Most people experience one or more skin conditions at some point in their life, and although the symptoms may be worrying when they first appear, most of them are treatable. Whether the condition is chronic or goes away quickly, there are often things that can be done to reduce the appearance of the problem and treat the underlying cause. Many skin conditions are a symptom of a virus, a dietary problem or something else going on in the body that needs to be addressed, so be sure to see a doctor if you are worried about your health. Here we’ll look at some of the most common skin conditions and how you can treat them either at home or by contacting your doctor.
Skin tags are one of the most common skin conditions, as the vast majority of people will have at least one in their lifetime. They are caused by a broad range of factors, including sweating, friction and hormonal changes, and rarely go away by themselves. There are many ways to treat skin tags at home, including using a specially designed removal device or a wart and mole vanish kit. Experts SkinTagsGone also suggest using tea tree oil, which can dry up small skin tags in between three and six weeks. If your skin tag is infected or irritated, it’s a good idea to seek advice from a doctor before attempting to treat it at home.
Rosacea is a rash that appears on the face, usually on the nose, chin or cheeks, and is most common in middle aged people. It is caused by a problem with the blood vessels in the face, which dilate too easily and cause flushing and rashes, particularly in fair skin. According to the British Skin Foundation, the effects of rosacea can be exacerbated by alcohol, excessive exercise, stress, sunlight and extreme temperatures, so avoiding some of these can help to reduce symptoms. Doctors can also prescribe creams and antibiotics, and in extreme cases laser therapy can be used.

——

• Activities
- a) According to the passage on skin conditions, how long can tea tree oil take to dry up small skin tags?
- b) Copy the part of the skin conditions passage starting with "Rosacea is a" and going on through "can be used.".
- c) Continue the passage on common skin conditions from where it stops.
These lines have no connection to the passage on skin conditions.

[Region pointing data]
——

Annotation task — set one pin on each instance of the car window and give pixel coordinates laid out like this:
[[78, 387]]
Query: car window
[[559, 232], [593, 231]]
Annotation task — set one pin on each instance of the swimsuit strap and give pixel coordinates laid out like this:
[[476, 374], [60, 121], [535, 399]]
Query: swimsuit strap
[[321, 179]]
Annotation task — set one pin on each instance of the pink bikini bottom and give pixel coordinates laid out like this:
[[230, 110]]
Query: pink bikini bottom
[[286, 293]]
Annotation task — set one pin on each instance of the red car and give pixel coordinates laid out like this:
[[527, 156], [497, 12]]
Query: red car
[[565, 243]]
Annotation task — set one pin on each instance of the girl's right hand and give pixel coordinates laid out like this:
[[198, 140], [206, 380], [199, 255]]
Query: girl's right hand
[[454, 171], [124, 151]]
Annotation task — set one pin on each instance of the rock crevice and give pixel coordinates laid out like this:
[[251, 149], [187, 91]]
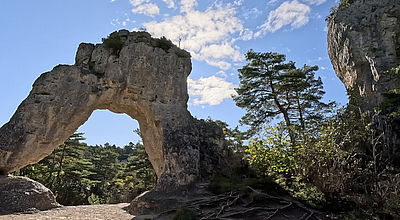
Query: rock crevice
[[364, 45]]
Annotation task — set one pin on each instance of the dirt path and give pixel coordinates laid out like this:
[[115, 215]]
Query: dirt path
[[85, 212]]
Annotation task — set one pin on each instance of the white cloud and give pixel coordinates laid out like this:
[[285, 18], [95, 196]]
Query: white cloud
[[246, 34], [206, 34], [236, 2], [211, 90], [170, 3], [222, 73], [147, 9], [290, 13], [315, 2], [188, 5], [138, 2]]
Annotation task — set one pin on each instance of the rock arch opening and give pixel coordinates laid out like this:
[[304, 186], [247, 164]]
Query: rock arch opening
[[142, 80]]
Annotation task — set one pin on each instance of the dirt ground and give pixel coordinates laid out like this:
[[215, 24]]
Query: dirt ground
[[85, 212]]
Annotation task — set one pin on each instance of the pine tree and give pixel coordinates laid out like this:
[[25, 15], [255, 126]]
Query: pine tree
[[271, 88]]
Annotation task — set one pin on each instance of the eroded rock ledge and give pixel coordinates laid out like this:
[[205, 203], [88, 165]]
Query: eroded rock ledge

——

• Results by task
- a) Between three and six weeks.

- b)
Rosacea is a rash that appears on the face, usually on the nose, chin or cheeks, and is most common in middle aged people. It is caused by a problem with the blood vessels in the face, which dilate too easily and cause flushing and rashes, particularly in fair skin. According to the British Skin Foundation, the effects of rosacea can be exacerbated by alcohol, excessive exercise, stress, sunlight and extreme temperatures, so avoiding some of these can help to reduce symptoms. Doctors can also prescribe creams and antibiotics, and in extreme cases laser therapy can be used.

- c)
One of the most common skin conditions is acne, experienced by the majority of young people and also by many adults. Acne is caused by a built up of oil in the pores of the skin, which may cause them to become infected. This often results from hormonal changes, which is why it is more common in teenagers. Acne can be treated using over-the-counter creams, as well as by regularly washing the face. There is some evidence that tea tree oil, diluted with water, may also help to fight infection and reduce swelling. According to the British Association of Dermatologists, the most effective acne treatments are creams and antibiotics prescribed by doctors, so be sure to make an appointment if over-the-counter treatments are not effective.
Eczema is a common skin complaint experienced by children, as well as adults, and often has a genetic component. People with eczema develop irritated, itchy patches of skin that may appear to be scaly or red, which cause a great deal of discomfort. Eczema can appear almost anywhere on the body, and may flare up due to stress, illness or contact with an irritant. Common treatments for eczema include emollient creams that are applied daily, steroid creams and moisturising soaps that do not include sulphates.
As the cousin of eczema, psoriasis is sometimes misdiagnosed, which delays the treatment process and can cause it to increase in severity. Psoriasis affects only 2% of the population and can be identified by red, scaly patches, known as plaques, that often become cracked and painful. Commonly found on the trunk, as well as on the knees, elbows and scalp, it is a chronic condition that often runs in families. It can be treated with steroid and emollient creams, as well as with specialist UV lights in dermatology clinics.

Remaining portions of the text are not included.